**What you should do:** Convert every row below into a JSON list of strings, one string per line, with blank lines dropped. Leave the pictures out.

**Data in this exercise:**

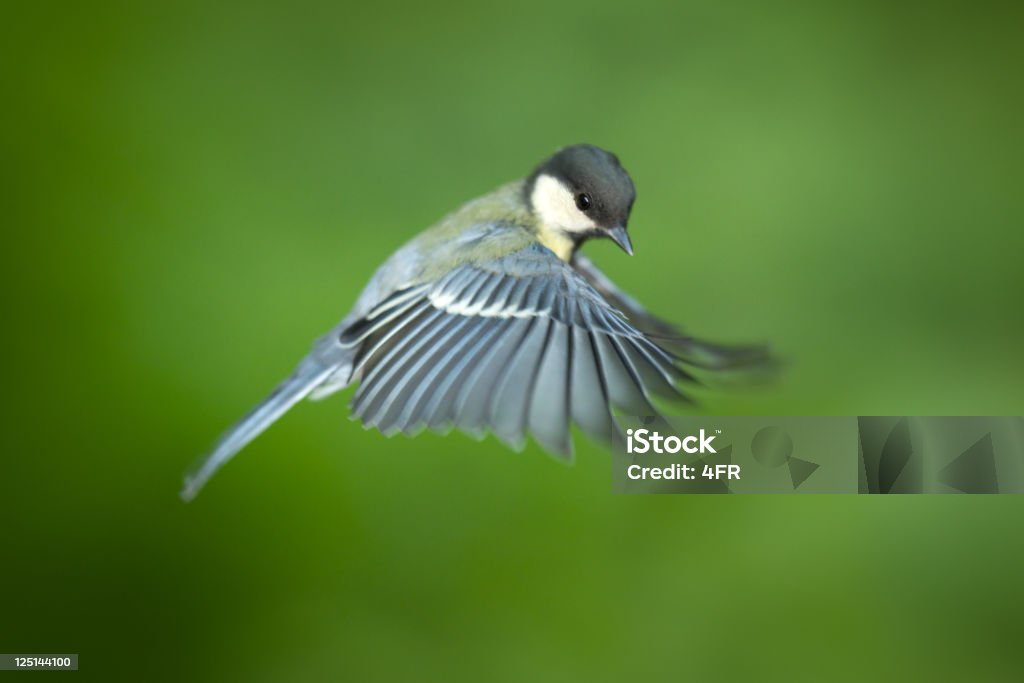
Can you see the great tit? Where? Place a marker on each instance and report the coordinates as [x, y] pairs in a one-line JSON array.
[[493, 321]]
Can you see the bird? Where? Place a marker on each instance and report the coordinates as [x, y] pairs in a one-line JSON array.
[[494, 321]]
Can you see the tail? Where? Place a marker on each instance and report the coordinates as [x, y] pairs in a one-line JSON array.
[[306, 377]]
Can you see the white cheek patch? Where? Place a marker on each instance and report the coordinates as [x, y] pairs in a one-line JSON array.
[[556, 207]]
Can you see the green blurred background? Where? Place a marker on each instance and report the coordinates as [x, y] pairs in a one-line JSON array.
[[193, 194]]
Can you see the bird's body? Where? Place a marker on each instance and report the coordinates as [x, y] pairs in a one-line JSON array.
[[491, 321]]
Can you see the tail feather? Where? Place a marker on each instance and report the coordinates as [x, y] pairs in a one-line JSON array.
[[307, 377]]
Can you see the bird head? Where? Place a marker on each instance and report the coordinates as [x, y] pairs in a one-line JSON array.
[[583, 191]]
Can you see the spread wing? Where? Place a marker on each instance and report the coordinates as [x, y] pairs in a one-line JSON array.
[[522, 344], [693, 351]]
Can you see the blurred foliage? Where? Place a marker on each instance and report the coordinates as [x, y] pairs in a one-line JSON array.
[[193, 191]]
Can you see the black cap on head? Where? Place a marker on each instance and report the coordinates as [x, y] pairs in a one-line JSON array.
[[596, 178]]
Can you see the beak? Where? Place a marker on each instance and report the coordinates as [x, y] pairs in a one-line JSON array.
[[621, 238]]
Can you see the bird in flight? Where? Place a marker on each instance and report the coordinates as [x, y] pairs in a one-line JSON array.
[[492, 321]]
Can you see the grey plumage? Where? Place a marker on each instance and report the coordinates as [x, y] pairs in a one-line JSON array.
[[492, 322]]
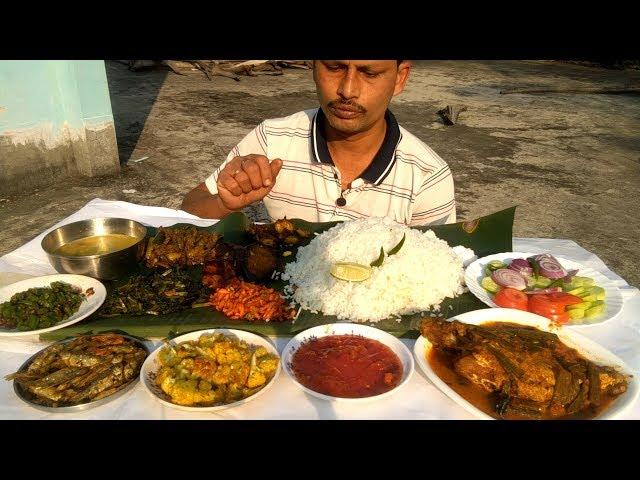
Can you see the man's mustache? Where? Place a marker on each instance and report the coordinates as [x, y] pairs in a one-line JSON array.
[[347, 105]]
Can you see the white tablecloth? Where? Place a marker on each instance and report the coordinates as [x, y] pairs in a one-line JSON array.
[[418, 399]]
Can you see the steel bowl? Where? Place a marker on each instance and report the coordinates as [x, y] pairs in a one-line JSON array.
[[28, 398], [107, 266]]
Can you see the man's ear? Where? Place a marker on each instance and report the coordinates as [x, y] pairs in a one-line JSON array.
[[401, 77]]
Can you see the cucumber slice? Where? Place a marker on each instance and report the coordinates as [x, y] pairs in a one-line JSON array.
[[594, 311], [584, 281], [580, 306], [576, 291], [595, 290], [489, 285], [576, 314]]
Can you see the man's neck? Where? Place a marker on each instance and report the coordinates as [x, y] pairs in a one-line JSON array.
[[353, 153]]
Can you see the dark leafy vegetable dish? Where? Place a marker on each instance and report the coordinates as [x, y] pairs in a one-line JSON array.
[[41, 307], [156, 292], [513, 371]]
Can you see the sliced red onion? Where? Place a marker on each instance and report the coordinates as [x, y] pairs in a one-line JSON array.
[[507, 278], [550, 267], [521, 266], [570, 275], [519, 262], [544, 291]]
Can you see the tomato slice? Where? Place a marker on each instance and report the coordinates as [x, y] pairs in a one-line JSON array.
[[564, 298], [542, 305], [511, 298], [559, 318]]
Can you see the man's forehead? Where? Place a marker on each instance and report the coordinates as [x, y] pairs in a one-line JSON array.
[[364, 63]]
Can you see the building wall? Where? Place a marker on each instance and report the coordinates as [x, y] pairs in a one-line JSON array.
[[55, 122]]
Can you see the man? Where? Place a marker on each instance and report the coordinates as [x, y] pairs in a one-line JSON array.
[[348, 159]]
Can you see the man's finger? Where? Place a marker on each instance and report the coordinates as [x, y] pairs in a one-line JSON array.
[[265, 172], [276, 166], [243, 180], [251, 169], [228, 182]]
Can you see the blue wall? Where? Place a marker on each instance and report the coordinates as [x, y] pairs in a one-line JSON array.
[[53, 92]]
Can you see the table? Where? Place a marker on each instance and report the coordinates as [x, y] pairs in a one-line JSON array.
[[418, 399]]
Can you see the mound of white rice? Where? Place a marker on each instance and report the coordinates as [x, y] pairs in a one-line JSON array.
[[417, 278]]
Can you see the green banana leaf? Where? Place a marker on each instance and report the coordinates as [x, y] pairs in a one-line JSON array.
[[487, 235]]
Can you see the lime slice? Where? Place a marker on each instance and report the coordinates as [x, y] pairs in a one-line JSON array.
[[351, 272]]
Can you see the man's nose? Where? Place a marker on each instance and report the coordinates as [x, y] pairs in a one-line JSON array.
[[349, 84]]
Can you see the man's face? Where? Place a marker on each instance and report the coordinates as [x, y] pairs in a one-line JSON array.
[[354, 94]]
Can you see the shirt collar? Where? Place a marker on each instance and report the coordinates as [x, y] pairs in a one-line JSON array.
[[384, 159]]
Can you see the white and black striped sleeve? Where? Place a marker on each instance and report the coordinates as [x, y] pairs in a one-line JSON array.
[[435, 202]]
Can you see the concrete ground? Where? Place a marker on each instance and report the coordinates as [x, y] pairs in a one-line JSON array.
[[571, 162]]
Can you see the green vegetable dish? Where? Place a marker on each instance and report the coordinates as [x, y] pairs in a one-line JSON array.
[[40, 307]]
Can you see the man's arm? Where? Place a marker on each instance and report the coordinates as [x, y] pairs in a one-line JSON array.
[[241, 182], [202, 203]]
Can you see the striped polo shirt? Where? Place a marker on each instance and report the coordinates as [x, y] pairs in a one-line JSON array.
[[406, 181]]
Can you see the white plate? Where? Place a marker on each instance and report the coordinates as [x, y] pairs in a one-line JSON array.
[[586, 347], [387, 339], [87, 307], [151, 366], [613, 302]]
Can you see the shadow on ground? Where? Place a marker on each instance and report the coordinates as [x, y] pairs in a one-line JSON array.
[[132, 98]]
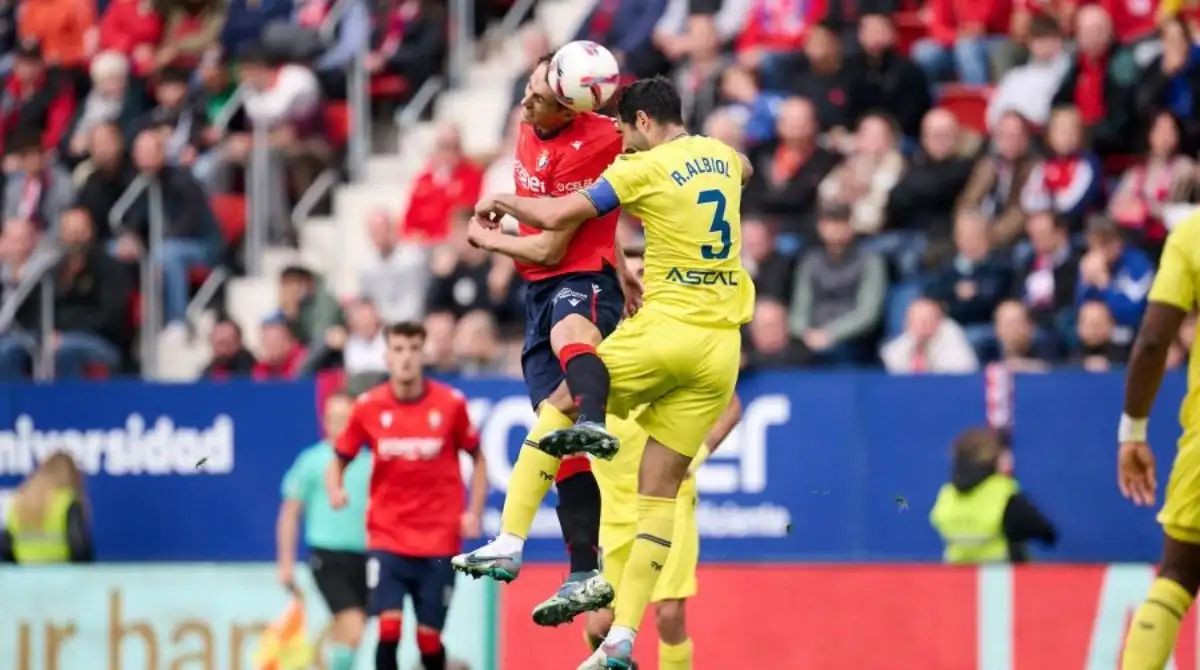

**Response below:**
[
  "Can you see the great tit? Where? Place a marker on each instance and report the coordinates as [x, y] pairs in a one-line JSON array.",
  "[[493, 321]]",
  "Can you see the bird? Where? Place a marker on each instance and report the coordinates as [x, y] pairs in a one-line JSON array.",
  "[[494, 321]]",
  "Can you see the tail? Where? Place a marker on each instance and report the coordinates as [x, y] pairs in a one-line JSON array.",
  "[[306, 377]]",
  "Can you see the white cheek patch? Where? Place a marker on each instance and report the coordinates as [x, y] pairs in a one-line JSON array.",
  "[[556, 207]]",
  "Can you see the green blurred background? Where? Place a marker on each instance and report the coordinates as [x, y] pairs in a one-line JSON array.",
  "[[193, 194]]",
  "Can you see the bird's body? Where? Place a marker on each instance and report the coordinates as [x, y] pairs in a one-line JSON array.",
  "[[491, 321]]",
  "Can you see the tail feather? Where? Place a marker on each instance and report the coordinates as [x, y] pairs in a one-line JSON array.",
  "[[307, 377]]",
  "Can you see the bird head? Where? Place a marker on each instance and report the coordinates as [x, y] pairs in a one-line JSON array.",
  "[[583, 191]]",
  "Can you see the spread wing? Where? Place a marker on each instance and report the coordinates as [x, y] pairs in a one-line JSON array.",
  "[[522, 344], [693, 351]]",
  "Can you see the blurred foliage? Where? Place a marker on each instance and report the coordinates as [x, y] pairs in a one-line JSON array.",
  "[[193, 191]]",
  "Can you see the black cap on head? Where? Place a marker on each instance and report the coordinates as [x, y] pairs in a one-line JSON array.",
  "[[596, 178]]",
  "Can you see the beak? Where? Place a marker on each instance and report the coordinates as [x, y] pairs in a one-line JSON array.",
  "[[621, 238]]",
  "Can you see the bird in flight? Where? Place a marker on each instance and report the coordinates as [x, y] pairs in a one-line JSON array.",
  "[[492, 321]]",
  "Can you see the grey plumage? Where? Place a marker on each instance and report the coordinates as [x, y] pairs in a one-line JSON array.",
  "[[492, 322]]",
  "Can you see the man's mustache? Where? Place a marker on each instance and report the coordinates as [x, y] pairs in a one-line JSON array.",
  "[[347, 105]]",
  "Can you see the white tablecloth? Where? Place a marker on each instance and report the coordinates as [x, y] pairs in a one-line JSON array.",
  "[[418, 399]]",
  "Can you see the steel bowl? Where? Place a marker on each instance and report the coordinates as [x, y] pairs in a one-line JSON array.",
  "[[28, 398], [107, 266]]",
  "Can you see the man's ear? Where? Place a marker on each instance and report the coordinates as [x, y] pairs in a one-line JSON array.",
  "[[401, 77]]",
  "Can you see the cucumber slice? Where? Place a marker on each instance and report the coordinates as [x, y] pairs in a one-line JSON array.",
  "[[594, 311], [584, 281], [580, 306], [576, 291], [595, 290], [489, 285], [576, 314]]",
  "Can you see the man's neck? Where? Place a marker on each instance and report the coordinates as [x, y] pairs in a one-line JSON array.",
  "[[353, 153]]",
  "Can you see the dark leafy vegetable dish? Where? Place a marker on each instance and report the coordinates as [x, y] pairs in a one-line JSON array.",
  "[[41, 307], [156, 292], [513, 371]]",
  "Can you see the sliced red onion? Where? Place a marker on each instance and report the coordinates as [x, y] pairs in a one-line JSON array.",
  "[[507, 278], [550, 267], [521, 266], [570, 275], [519, 262], [544, 291]]",
  "Can you see the tomato slice? Where? Place a marker on each instance and report the coordinates as [x, y] pairs in a one-line JSON array.",
  "[[564, 298], [542, 305], [511, 298], [559, 318]]",
  "Can you see the man's forehead? Where? Place a marker on each instance and report the coordinates as [x, y] pairs in a one-line JSON array.",
  "[[364, 63]]",
  "Can you see the building wall? Where? Place a marker on each instance and report the coordinates as [x, y] pairs in a one-line JSON array.",
  "[[55, 122]]",
  "Can you see the man? Where? Place a marker on each instance and report the coordinates as [x, y] pairs in a one-line JSON array.",
  "[[348, 159]]",
  "Can you see the man's finger? Where? Place a marker on each instance and report the coordinates as [x, y] pairs in a one-line JSON array.",
  "[[265, 172], [276, 166], [243, 180], [251, 169], [228, 182]]",
  "Can you see the blue wall? Where? Place a marker on each instance and report the coordinates as [x, y] pairs in a one-line JSON array.",
  "[[53, 92]]",
  "Can you see the table? Where? Place a marker on each instance and report the coordinates as [x, y] pairs in a one-line JSON array.",
  "[[418, 399]]",
  "Can you see the mound of white rice? Where? Place a marker on each instance and report the coordinates as [x, y] pairs in a one-line JSON array.",
  "[[417, 278]]",
  "Can you see the green banana leaf? Where? Place a marker on each instance and report the coordinates as [x, y] pairs in a one-line JSON array.",
  "[[487, 235]]",
  "Can you see the lime slice? Where? Place a marker on each instance and report the coordinates as [x, y] pairs in a one-line JSON array.",
  "[[351, 272]]",
  "Can you see the man's nose? Where? Place a marker on each instance and report the coordinates as [x, y] pairs in a one-line JSON array.",
  "[[349, 84]]",
  "Can you see the man's face? Where? Place a marker on each instance and report the coordinates as [x, y] pairs in a one-line JSON array.",
  "[[354, 94]]",
  "Can you see the shirt collar? Where? Place a marker on each instance and report the coordinates as [x, y] pairs in a one-line JSON array.",
  "[[384, 159]]",
  "Can you see the white and black striped sleeve? Where? Place a marker on each instance and report the coordinates as [x, y] pairs in a one-line JSON array.",
  "[[435, 202]]",
  "Can you see the concrete ground? Where? Place a marker on each instance and report the coordinates as [x, y] pairs in a one-line JSON array.",
  "[[571, 162]]",
  "Can you see the green vegetable dish? Where? Place a marker on each instance and report the coordinates as [x, y] pairs in a one-line JSON array.",
  "[[40, 307]]",
  "Can you see the man's arm? Where? Place a marker on each instance and report the coordinates as [x, y] pairs in a one-line JSON array.",
  "[[241, 182], [202, 203]]",
  "Can you see the striped polo shirt? Where? Place a marker on each instance and report the coordinates as [x, y] pairs in a one-line JSON array.",
  "[[406, 181]]",
  "Can you see the white plate? Where? Place a marker on each instance and report the coordinates as [x, y] pairs in a one-line JSON array.",
  "[[586, 347], [387, 339], [87, 307], [151, 366], [613, 302]]",
  "Can you see the shadow on ground? Where? Place a marker on each instance and report the coordinates as [x, y] pairs in a one-line JSON array.",
  "[[132, 98]]"
]